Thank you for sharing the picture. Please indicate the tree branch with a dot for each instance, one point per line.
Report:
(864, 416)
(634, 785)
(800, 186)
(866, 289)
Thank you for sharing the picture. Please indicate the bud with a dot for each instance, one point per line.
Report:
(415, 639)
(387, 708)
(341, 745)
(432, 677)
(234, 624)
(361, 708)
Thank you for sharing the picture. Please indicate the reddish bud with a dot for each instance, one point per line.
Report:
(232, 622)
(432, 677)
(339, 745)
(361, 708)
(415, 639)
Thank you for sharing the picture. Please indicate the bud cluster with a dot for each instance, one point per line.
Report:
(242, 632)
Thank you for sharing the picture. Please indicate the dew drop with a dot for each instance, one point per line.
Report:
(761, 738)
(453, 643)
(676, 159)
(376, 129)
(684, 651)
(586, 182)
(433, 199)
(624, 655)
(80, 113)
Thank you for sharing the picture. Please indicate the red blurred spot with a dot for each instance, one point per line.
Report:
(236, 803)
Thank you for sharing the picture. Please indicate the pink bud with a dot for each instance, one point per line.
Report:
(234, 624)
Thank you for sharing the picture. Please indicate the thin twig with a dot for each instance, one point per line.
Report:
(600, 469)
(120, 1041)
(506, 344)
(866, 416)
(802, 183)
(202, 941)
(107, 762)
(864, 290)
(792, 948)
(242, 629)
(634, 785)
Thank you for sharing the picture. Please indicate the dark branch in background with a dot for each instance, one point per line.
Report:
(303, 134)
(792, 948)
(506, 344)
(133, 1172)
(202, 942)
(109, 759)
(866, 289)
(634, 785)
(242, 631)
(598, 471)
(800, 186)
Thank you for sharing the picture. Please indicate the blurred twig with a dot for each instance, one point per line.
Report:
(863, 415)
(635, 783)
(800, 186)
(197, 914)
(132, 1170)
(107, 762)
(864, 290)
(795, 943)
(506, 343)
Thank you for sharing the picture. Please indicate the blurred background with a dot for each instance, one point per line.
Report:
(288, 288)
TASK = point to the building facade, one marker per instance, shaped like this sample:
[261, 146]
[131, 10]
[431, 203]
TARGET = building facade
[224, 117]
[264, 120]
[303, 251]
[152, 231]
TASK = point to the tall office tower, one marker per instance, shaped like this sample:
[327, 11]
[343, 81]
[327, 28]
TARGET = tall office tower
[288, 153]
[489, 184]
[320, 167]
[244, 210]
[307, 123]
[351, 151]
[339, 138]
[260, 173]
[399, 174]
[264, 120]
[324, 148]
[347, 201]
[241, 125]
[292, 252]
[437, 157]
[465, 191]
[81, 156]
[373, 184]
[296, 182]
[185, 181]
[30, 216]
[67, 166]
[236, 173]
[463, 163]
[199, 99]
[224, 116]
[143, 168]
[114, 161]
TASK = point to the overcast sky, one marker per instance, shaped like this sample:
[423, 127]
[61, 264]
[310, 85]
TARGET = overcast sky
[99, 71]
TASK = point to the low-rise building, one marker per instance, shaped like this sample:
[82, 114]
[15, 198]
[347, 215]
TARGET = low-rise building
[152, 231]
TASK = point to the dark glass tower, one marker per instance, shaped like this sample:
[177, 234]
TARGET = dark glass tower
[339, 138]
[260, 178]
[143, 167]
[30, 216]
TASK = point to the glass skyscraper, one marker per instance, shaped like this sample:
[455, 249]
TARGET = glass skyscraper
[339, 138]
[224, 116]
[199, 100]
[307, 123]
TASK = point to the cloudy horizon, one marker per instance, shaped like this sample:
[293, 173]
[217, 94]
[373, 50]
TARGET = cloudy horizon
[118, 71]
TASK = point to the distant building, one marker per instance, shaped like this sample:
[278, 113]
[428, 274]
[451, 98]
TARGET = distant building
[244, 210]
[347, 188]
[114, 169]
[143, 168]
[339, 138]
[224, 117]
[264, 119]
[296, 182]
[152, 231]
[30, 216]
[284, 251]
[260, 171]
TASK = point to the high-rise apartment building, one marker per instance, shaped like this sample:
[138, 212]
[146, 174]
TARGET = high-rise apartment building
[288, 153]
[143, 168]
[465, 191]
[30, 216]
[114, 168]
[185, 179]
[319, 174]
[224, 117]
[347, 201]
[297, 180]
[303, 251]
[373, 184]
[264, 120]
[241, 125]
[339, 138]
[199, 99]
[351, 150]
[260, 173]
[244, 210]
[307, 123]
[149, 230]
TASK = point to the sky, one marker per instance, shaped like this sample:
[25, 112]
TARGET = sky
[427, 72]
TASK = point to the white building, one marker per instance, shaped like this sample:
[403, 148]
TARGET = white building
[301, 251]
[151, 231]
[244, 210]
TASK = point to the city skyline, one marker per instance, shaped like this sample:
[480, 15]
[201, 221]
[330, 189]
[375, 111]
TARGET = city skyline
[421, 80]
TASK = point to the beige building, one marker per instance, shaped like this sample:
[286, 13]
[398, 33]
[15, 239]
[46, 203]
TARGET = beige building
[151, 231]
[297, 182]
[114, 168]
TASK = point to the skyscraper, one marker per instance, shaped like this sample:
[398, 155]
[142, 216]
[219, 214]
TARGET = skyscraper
◆ ◆ ◆ ◆ ◆ ◆ ◆
What the task requires => Every line of the material above that has the string "blurred" needs pulling out.

Your response =>
Thank you for sharing the picture. Please indicate the red blurred spot with a dot for each instance, one point per line.
Thank you for sharing the picture. Please indicate the blurred twig with a dot for each instance, one point per line.
Thank you for sharing the picture. Please indicate the blurred background with a dot for each instance, one point per line.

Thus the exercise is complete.